[Dataset items]
◆ ◆ ◆ ◆ ◆ ◆ ◆

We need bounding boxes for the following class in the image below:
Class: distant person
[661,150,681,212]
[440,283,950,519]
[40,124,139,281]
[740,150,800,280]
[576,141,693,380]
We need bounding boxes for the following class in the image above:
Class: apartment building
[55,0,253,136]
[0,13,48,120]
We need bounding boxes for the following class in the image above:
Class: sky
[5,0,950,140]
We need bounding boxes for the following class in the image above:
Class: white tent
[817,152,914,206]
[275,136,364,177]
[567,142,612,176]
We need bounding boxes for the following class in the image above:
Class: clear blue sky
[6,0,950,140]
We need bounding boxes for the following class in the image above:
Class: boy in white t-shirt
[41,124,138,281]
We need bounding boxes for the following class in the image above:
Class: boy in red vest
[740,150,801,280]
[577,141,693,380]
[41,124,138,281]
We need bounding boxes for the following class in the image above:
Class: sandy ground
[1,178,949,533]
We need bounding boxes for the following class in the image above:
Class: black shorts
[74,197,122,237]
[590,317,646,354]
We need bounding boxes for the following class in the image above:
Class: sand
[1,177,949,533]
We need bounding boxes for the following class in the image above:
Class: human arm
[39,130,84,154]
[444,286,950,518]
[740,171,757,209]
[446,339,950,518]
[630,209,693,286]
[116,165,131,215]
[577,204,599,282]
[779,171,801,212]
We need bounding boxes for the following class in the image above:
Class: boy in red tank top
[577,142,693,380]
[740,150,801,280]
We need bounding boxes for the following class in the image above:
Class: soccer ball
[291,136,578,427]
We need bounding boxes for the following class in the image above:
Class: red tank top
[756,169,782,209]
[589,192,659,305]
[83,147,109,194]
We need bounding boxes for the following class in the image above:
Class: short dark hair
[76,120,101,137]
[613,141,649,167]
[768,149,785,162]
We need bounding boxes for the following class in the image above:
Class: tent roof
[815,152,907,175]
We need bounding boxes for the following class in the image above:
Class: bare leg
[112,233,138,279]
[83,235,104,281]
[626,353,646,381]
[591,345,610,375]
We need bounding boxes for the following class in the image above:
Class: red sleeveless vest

◆ ◆ ◆ ◆ ◆ ◆ ◆

Exercise objective
I would like you to output every record exactly as written.

Finished task
We need bounding boxes for the following class in the image below:
Class: distant person
[661,150,681,212]
[440,283,950,519]
[40,124,139,281]
[740,150,800,280]
[576,141,693,380]
We need bounding boxes for the following class in the image above:
Class: apartment building
[55,0,253,136]
[0,13,48,120]
We need bounding boxes for the following class in the image above:
Class: sky
[5,0,950,140]
We need bounding boxes for the following class in the image above:
Class: white tent
[817,152,914,206]
[275,136,364,177]
[567,142,612,176]
We need bounding boxes for the following class in the image above:
Class: clear blue sky
[6,0,950,140]
We need bounding boxes for the following class in the image above:
Class: boy in white t-shirt
[41,124,138,281]
We need bounding boxes for the following class in the image above:
Class: boy in red vest
[740,150,801,280]
[577,141,693,380]
[41,124,138,281]
We need bounding boxes for the following class in the image above:
Class: sandy ground
[1,178,949,533]
We need bounding boxes for the following class in the image above:
Class: black shorts
[74,197,122,237]
[590,317,646,354]
We need bounding boxes for the following class in the image above:
Class: sand
[1,177,949,533]
We need bounding boxes for the following class in the image above:
Class: human arm
[39,130,84,154]
[444,286,950,518]
[740,171,757,209]
[446,339,950,518]
[630,209,693,286]
[116,165,131,215]
[577,204,599,282]
[779,171,801,212]
We need bounding boxes for the following class in the image above:
Class: boy in red tank top
[577,142,693,380]
[740,150,801,280]
We need bounding boxes for the following class in the image above:
Class: soccer ball
[291,136,578,427]
We need bounding boxes for the following class in the image above:
Class: red tank top
[756,169,782,209]
[589,192,659,305]
[83,147,109,194]
We need bounding boxes for the following class in the image above:
Class: short dark hair
[76,120,101,137]
[613,141,649,167]
[768,149,785,162]
We need bounding boxes for the following class in the image above:
Class: tent roof
[815,152,907,175]
We need bounding boxes for the following class in the image above:
Class: bare leg
[112,233,138,279]
[83,235,104,281]
[626,353,646,381]
[591,345,610,375]
We need bounding boxes for the following class in the image above:
Class: red sleeveless vest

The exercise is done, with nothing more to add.